*SELECTED TEXT*
The core of ASFPM is a 4-f imaging system with a spatial light modulator (SLM) at the intermediate Fourier plane, as shown in Fig. 1(a). The wavefront exiting the sample is collected by the first lens, passing through the open aperture of the SLM and reimaged on the camera. A sequence of intensity images of the wavefront is captured with different parts of the SLM aperture opened. The captured images contain different spatial frequency information of the wavefront determined by the open aperture’s location. These images are the input of the phase retrieval algorithm [1] to be stitched in the Fourier domain. The aperture opening sequence is arranged such that the adjacent apertures have a certain degree of overlap [9], providing redundant information for the phase retrieval algorithm to retrieve phase information merely from intensity measurements. The reconstructed complex Fourier spectrum is then converted to the complex sample wavefront, with the resolution limited by the aperture scanning range of the SLM. Because the wavefront carries information from the entire sample volume, it can be further processed to analyze sample distribution at different depths.

Fig. 1.

Fig. 1

Principle of aperture scanning Fourier ptychographic microscopy (a), and schematic for transmissive (b) as well as reflective (c) mode microscope system. f: focal length of the lens; L, lens; LP, linear polarizer; Obj., objective lens; BS, beam splitter

The experimental setup of the transmissive mode and reflective mode ASFPM are shown in Fig. 1(b) and (c), in which a reflective mode liquid crystal on silicon display (LCOS display) (Model: Holoeye LC-R 1080) in combination with a pair of linear polarizers (LP1 and LP2) are used as the SLM. An objective lens (Olympus 20X 0.4NA) and a tube lens serve as the forward and inverse Fourier transforming device for the 4f system. Because the back focal plane of the objective lens is inside the lens set and not accessible by the LCOS, a 1:1 relay lens system (L3 with L4) is added in between to image the back focal plane of the objective onto the LCOS. For the illumination, light from a He-Ne laser (λ=632.8nm) is first shined on a rotating ground glass diffuser. The rotating diffuser decreases the temporal coherence of the light, which reduces the speckles in the captured image [10]. The scattered light from the diffuser is then collected into a multi-mode fiber, which allows for easy switching between transmissive and reflective mode. For both modes, lenses are arranged to illuminate the sample with a collimated beam.

While prior work [8] has used an electronically addressable SLM to implement Fourier ptychography, the current setup offers the following 4 key benefits: 1) usage of a reflective LCOS with a much higher fill factor and efficiency than the previously used transmissive liquid crystal display, 2) removal of temporal coherence artifacts, 3) adoption to a microscopic imaging arrangement, and 4) a new capability to operate in a reflective configuration.

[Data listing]
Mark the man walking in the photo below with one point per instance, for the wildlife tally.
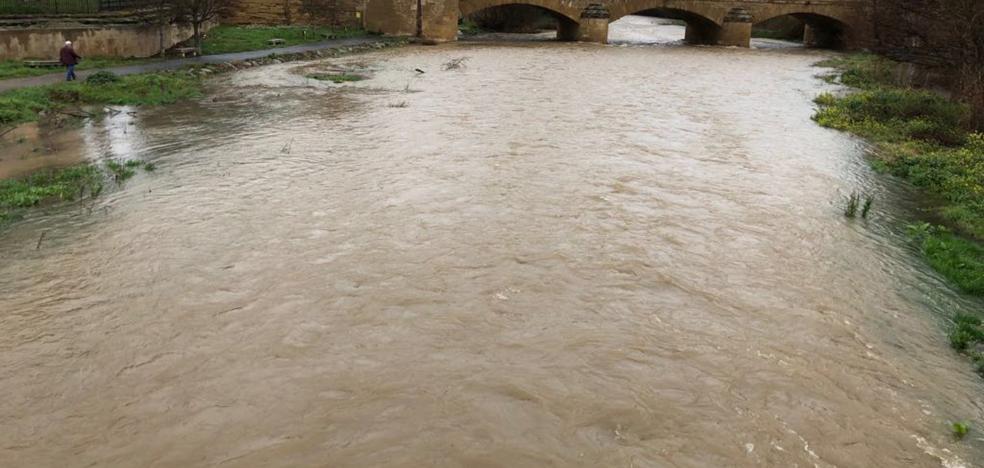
(69, 58)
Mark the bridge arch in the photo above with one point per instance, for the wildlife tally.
(700, 29)
(819, 30)
(567, 18)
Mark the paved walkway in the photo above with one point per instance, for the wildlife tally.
(53, 78)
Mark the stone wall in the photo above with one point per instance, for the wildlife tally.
(125, 40)
(339, 13)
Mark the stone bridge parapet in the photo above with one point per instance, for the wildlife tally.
(834, 23)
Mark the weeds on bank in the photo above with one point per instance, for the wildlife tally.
(51, 186)
(336, 78)
(29, 104)
(959, 429)
(923, 138)
(854, 203)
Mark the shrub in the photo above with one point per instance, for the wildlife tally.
(102, 78)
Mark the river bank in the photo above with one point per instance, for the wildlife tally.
(922, 137)
(33, 116)
(531, 254)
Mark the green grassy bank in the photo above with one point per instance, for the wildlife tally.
(219, 40)
(16, 69)
(29, 104)
(85, 181)
(924, 138)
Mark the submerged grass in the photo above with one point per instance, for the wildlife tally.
(59, 185)
(336, 78)
(27, 104)
(229, 38)
(924, 138)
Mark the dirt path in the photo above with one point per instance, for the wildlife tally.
(6, 85)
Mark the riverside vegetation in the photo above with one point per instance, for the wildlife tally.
(54, 104)
(219, 40)
(926, 139)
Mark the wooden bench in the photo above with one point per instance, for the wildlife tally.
(42, 63)
(186, 51)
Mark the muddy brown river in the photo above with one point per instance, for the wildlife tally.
(630, 255)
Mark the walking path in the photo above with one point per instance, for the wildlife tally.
(53, 78)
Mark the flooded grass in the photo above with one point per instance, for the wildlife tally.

*WHAT IS NEEDED*
Reproduce word for word everything in the microscopy text from "While prior work" down to "a reflective configuration.".

*RESPONSE*
While prior work [8] has used an electronically addressable SLM to implement Fourier ptychography, the current setup offers the following 4 key benefits: 1) usage of a reflective LCOS with a much higher fill factor and efficiency than the previously used transmissive liquid crystal display, 2) removal of temporal coherence artifacts, 3) adoption to a microscopic imaging arrangement, and 4) a new capability to operate in a reflective configuration.